┌──

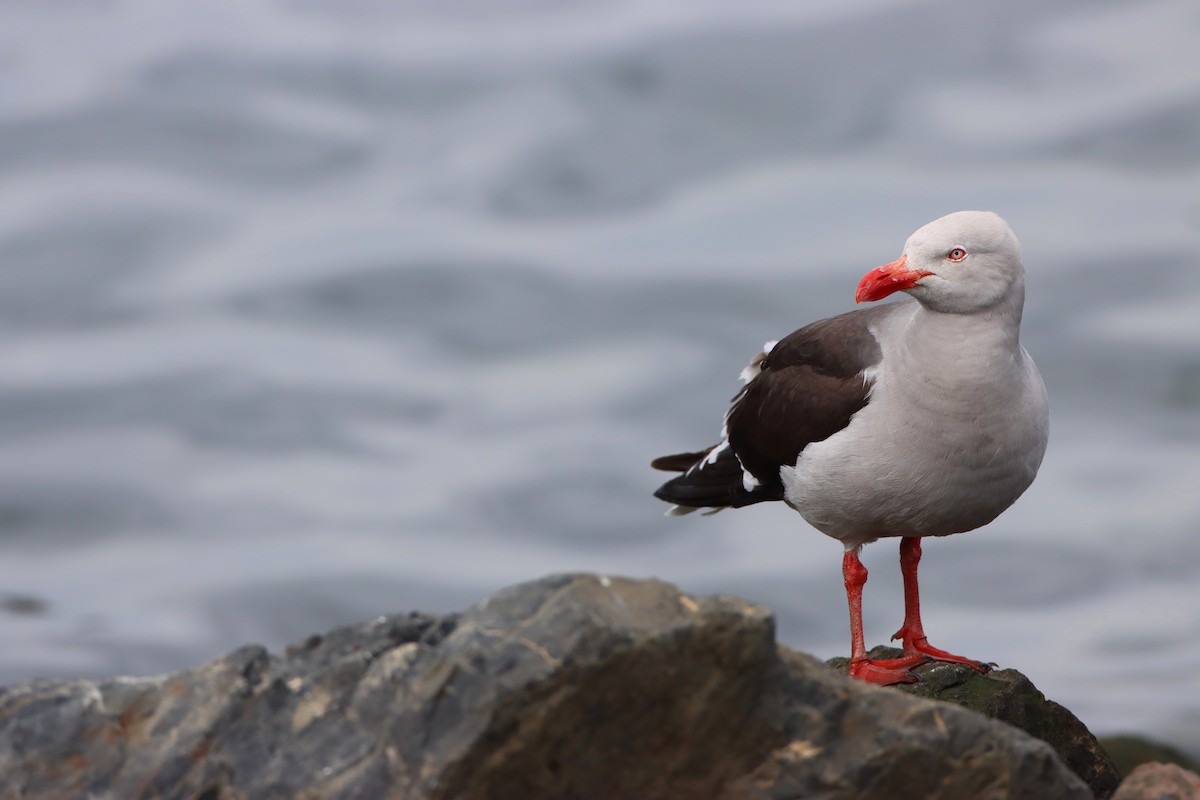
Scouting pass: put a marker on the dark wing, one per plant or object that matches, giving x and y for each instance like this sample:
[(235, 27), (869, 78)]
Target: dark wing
[(808, 386)]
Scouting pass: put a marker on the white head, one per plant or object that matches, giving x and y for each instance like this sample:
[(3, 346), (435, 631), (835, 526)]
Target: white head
[(963, 263)]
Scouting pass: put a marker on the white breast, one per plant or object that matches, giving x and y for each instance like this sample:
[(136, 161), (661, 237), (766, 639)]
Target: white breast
[(954, 432)]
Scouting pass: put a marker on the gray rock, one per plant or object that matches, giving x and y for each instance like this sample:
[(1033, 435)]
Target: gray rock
[(1158, 781), (1008, 696), (573, 686)]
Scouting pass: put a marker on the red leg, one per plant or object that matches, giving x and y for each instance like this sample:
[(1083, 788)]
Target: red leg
[(891, 671), (912, 632)]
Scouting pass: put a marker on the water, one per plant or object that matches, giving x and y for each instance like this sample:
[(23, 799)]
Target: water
[(312, 314)]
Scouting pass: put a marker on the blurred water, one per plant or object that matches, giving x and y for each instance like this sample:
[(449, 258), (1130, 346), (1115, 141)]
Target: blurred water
[(311, 314)]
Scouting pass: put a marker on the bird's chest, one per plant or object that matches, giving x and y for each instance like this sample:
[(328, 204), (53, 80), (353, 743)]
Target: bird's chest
[(935, 451)]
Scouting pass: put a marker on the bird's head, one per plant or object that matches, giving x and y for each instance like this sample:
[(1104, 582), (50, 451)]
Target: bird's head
[(961, 263)]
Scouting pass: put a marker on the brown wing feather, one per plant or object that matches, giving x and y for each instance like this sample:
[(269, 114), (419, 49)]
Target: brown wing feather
[(808, 388)]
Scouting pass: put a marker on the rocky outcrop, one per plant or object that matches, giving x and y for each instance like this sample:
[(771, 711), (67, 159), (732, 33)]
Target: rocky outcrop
[(573, 686), (1008, 696), (1158, 781)]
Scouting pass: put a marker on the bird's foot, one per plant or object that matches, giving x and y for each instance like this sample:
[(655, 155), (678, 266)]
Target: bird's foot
[(916, 644), (886, 672)]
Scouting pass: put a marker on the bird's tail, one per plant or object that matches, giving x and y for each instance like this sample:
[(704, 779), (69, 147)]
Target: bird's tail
[(712, 479)]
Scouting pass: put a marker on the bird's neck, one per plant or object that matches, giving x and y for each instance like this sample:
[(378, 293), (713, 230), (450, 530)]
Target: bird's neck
[(985, 338)]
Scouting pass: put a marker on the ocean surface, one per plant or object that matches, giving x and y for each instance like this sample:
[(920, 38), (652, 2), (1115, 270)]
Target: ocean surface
[(312, 312)]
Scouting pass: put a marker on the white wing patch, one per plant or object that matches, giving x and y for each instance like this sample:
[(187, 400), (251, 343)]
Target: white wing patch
[(751, 370)]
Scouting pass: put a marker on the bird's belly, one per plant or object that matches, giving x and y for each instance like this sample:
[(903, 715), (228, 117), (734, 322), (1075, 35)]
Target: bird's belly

└──

§ WORK TO COMPLETE: Can you copy all of the items above word for word, leaving out the picture?

§ FINISHED ANSWER:
Scouting pass: put a marker on the dark wing, one per plant or object that matches, giving x and y for each instance like this sample:
[(235, 27), (869, 78)]
Target: dark wing
[(808, 386)]
Scouting pass: put a marker on the white head, one per plant or object that matches, giving x and y for each instance like this sample:
[(3, 346), (435, 631), (835, 526)]
Target: white head
[(963, 263)]
Scouting pass: put a marker on the white breast, one per plant or object that matches, giving x and y for each instance like this sample:
[(136, 161), (661, 237), (766, 639)]
Target: white breast
[(954, 432)]
Scouting pass: put a marker on the gray rock, one per plant or object that matches, giving x and y for each instance like this sample:
[(1033, 435)]
Target: gray rock
[(1158, 781), (1008, 696), (573, 686)]
Scouting pass: put a marker on the red leg, one per plant or object that matches, giving x and y for each instance like this sample:
[(1083, 788)]
Target: red leg
[(891, 671), (912, 632)]
Scouting pass: put a marker on the water, one per plant or object that matches, giving x and y for each instance like this sample:
[(23, 799)]
Target: water
[(312, 314)]
Scouting pass: put a marker on the blurred water, one per plant or object that matches, giving x and y for each instance like this sample:
[(449, 258), (1130, 346), (1115, 141)]
Target: blurred water
[(311, 314)]
Scouting pass: put a marker on the bird's chest, one per plant or object that matches, giving x and y for each instance like this sample:
[(328, 204), (53, 80), (353, 743)]
Target: bird's chest
[(935, 451)]
Scouting pass: put a marker on the bird's head, one per plant or object that matches, giving x and y for each instance like this sample:
[(1104, 582), (50, 451)]
Target: bird's head
[(961, 263)]
Scouting pass: put a marker on the brown wing feather, one per plant or object that matches, giving x and y for each instance like this sample:
[(269, 114), (419, 49)]
Target: brown wing feather
[(808, 388)]
Scouting pass: put a marker on the rocky outcrop, one per plant or object that matches, giving x and y for each instance like this sample:
[(771, 711), (67, 159), (732, 33)]
Target: rocky outcrop
[(573, 686), (1008, 696), (1158, 781)]
Scouting pass: put a marker on the bird's foot, one per plant or object that matches, giving x and y for each instance like this sample:
[(655, 155), (678, 266)]
Target: bird's foot
[(916, 644), (886, 672)]
Scouting pass: put a marker on the bird's tail, one per plant or object that matches, giving x and y for each instance like this sample:
[(704, 779), (69, 147)]
Target: bird's tail
[(712, 479)]
Scouting pass: put a marker on the bird's neck, one per plant or object that matches, giving x and y for each instance like this sample:
[(378, 293), (713, 230), (450, 530)]
Target: bird's neck
[(985, 338)]
Scouting pass: put a marker on the ocean surface, one per plant or object that matches, giving x and y for each instance like this sample:
[(920, 38), (652, 2), (1115, 270)]
Target: ocean surface
[(312, 312)]
Scouting pass: put a marker on the white wing patch, one per plant or object that matches, giving x and y for each instance like this sample:
[(187, 400), (251, 343)]
Target: white wing patch
[(751, 370)]
Scouting pass: put a marker on the bird's belly, one per plant or object that matches, giving x and y for each instance like this sample:
[(903, 715), (228, 117), (734, 322), (1075, 35)]
Target: bird's belly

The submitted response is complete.